## SELECTED EXCERPT
#####

You have to be 10x better than what your customers even dream is possible in order to sell SaaS these days. Otherwise they’re thinking: “I can vibe-code this in a weekend with exactly the features I need and it’ll integrate better with my stack.” Or: “There’s an open source version — I’ll fork it.”
So what does 10x actually look like? Being very simple and opinionated, in a good way. Like:
- choosing to show a minimal summary auto-discovered and annotated errors from LLM traces, instead of showing a busy default view with every trace in the system like many AI observability platforms currently do
- requiring the user to connect their source code, logs, and auto-instrumentated telemetry so the AI can actually identify and fix incidents for you.
- being 5-10x faster at building Docker images with drop-in compatibility
Having really good design, strong opinions, and shipping fast - that shows the customer that you’re a leader in the space, and that you’ll solve their problem in the easiest way possible.
It’s not enough to just have one of these - I’ve read many highly useful, opinionated blogs, docs, and benchmarks only to test out the product and decide not to buy it. You need it all to build a 10x product in the age of vibe-slopped and vibe-ported open source alternatives.
Be opinionated
-
Know what you’re talking about. You need complete information. LLMs can write research reports but the best kind is experience - you’ve done the thing, found an unexpected problem, learned the lesson. These timelines compress if you’re in an LLM-able domain, you can complete mini projects in days, but they may still be long for others.
-
Talk to people with good opinions. With LLMs it’s easy to be overwhelmed with decisions at each turn. It can feel like you’re making more important decisions more frequently than back in the days of manual coding. That’s probably not true - you just made most decisions implicitly without thinking about every alternative. But there’s plenty of decisions you would have overlooked that are now visible and actually worth the extra time to think through. You need to know what’s fine to decide on your own, and when you should discuss with others. Debate with the LLM to understand options and tradeoffs - sometimes that’s enough to decide right there. But other times the real question is priorities: scalability and flexibility, or shipping fast, or being simple, or minimizing maintenance cost? Sometimes all of these are at odds. Get trusted input from your team - especially people who’ll have to deal with your code if you move on. I firmly believe that with LLMs, big architectural decisions can and do happen multiple times per day - it’s worth discussing in person to maintain a high rate of confident decision-making.
-
Just do it, then check the data. Ship the thing, measure, and evaluate against your prediction. Calibrate and update your beliefs. Over the long run, you develop good priors.
Shipping fast with replicas + guardrails
Have a dev environment with copies of your services in Kubernetes so you can test infra changes by running the agent with Terraform/kubectl in a loop. This gives you the fastest iteration time and makes sure the final change actually works, because you’re applying real resources. Have a staging environment in your cloud. Same thing for any external services like Cloudflare, Planetscale, Neon, Supabase, etc.
But then you need a guardrail: only allow code/PRs into production with evidence the change worked in your replica environment, plus infrastructure as code so it’s reproducible - not a bunch of API commands.
You can take this further and give every developer access to their own mini environment so that “testing on local” can be just as good as “testing on prod.” Some external services might discourage / not allow this - in which case that’s a big pro for hosting your own infra.

#####

## TASKS
• 1. In the SaaS post, how much faster at building Docker images is the product given as an example?
• 2. List every external service that the SaaS post names as an example.
• 3. Retype the part of the SaaS post between "But then you" and "your own infra.", inclusive.

## SUPPLIED MATERIAL

#####

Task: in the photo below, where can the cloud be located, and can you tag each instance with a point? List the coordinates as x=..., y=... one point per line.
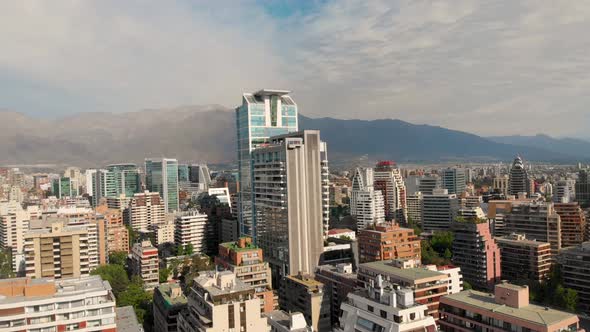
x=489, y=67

#####

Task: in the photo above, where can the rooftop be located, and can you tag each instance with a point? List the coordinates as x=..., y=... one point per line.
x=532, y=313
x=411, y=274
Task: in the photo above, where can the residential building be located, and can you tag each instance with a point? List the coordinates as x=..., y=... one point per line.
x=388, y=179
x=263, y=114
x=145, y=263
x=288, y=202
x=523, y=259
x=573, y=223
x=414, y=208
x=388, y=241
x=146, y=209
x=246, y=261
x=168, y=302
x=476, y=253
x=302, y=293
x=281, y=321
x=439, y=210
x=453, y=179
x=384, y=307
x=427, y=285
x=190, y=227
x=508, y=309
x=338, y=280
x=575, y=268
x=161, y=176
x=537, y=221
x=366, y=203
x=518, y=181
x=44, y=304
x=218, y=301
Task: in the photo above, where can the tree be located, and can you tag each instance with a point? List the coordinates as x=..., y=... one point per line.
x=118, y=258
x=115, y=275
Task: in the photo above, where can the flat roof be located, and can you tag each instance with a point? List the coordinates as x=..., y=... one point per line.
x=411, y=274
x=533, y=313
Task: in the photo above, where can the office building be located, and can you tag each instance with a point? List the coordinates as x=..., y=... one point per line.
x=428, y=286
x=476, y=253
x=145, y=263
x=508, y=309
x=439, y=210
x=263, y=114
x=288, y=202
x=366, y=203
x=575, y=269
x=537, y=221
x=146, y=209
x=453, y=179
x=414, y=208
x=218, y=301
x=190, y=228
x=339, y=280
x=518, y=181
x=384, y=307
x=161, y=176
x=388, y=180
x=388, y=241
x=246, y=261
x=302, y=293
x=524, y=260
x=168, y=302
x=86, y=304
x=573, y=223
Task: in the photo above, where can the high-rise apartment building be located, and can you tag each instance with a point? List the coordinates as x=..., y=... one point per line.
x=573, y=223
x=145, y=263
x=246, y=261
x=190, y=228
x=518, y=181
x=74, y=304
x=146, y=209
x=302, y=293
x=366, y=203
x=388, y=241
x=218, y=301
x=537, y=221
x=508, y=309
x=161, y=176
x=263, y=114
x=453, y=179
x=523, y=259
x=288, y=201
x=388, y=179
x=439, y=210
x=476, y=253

#####

## SOLUTIONS BY TASK
• 1. 5-10x faster, with drop-in compatibility.

• 2. Cloudflare, Planetscale, Neon, Supabase

• 3.
But then you need a guardrail: only allow code/PRs into production with evidence the change worked in your replica environment, plus infrastructure as code so it’s reproducible - not a bunch of API commands.
You can take this further and give every developer access to their own mini environment so that “testing on local” can be just as good as “testing on prod.” Some external services might discourage / not allow this - in which case that’s a big pro for hosting your own infra.